**Stated exercise**
Return every one of the records below word for word, without changing anything.

======== Material for the task ========

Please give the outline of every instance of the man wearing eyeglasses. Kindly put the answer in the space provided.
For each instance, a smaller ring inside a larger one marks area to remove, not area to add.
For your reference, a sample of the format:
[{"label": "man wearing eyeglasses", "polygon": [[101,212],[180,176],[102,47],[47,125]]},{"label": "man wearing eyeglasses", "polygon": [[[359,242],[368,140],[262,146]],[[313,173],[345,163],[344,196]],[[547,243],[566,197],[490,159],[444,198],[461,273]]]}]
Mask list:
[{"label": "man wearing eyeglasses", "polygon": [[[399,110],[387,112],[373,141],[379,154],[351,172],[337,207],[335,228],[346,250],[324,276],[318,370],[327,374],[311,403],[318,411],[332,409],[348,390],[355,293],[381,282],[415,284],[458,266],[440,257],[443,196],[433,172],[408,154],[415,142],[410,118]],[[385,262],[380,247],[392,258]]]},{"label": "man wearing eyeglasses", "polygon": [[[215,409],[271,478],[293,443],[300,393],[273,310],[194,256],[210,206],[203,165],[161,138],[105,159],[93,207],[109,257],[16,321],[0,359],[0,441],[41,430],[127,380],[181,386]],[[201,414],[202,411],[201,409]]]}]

========

**Written response**
Please give the outline of every instance of the man wearing eyeglasses. Kindly put the answer in the space provided.
For each instance, a smaller ring inside a larger one marks area to remove, not area to add.
For your reference, a sample of the format:
[{"label": "man wearing eyeglasses", "polygon": [[101,212],[180,176],[102,47],[47,125]]},{"label": "man wearing eyeglasses", "polygon": [[[359,242],[368,140],[262,146]],[[313,173],[345,163],[344,196]],[[547,243],[566,197],[490,159],[444,198],[461,273]]]}]
Mask list:
[{"label": "man wearing eyeglasses", "polygon": [[[399,110],[387,112],[373,141],[379,154],[351,172],[337,207],[335,228],[346,250],[324,276],[318,370],[327,374],[311,403],[318,411],[332,409],[348,390],[355,293],[381,282],[415,284],[458,266],[440,257],[443,196],[433,172],[408,154],[415,142],[410,118]],[[385,262],[380,247],[392,258]]]},{"label": "man wearing eyeglasses", "polygon": [[[215,409],[271,478],[293,443],[300,393],[273,310],[194,256],[210,206],[203,165],[161,138],[105,159],[93,207],[109,257],[16,321],[0,359],[0,441],[41,430],[127,380],[181,386]],[[201,414],[202,411],[201,409]]]}]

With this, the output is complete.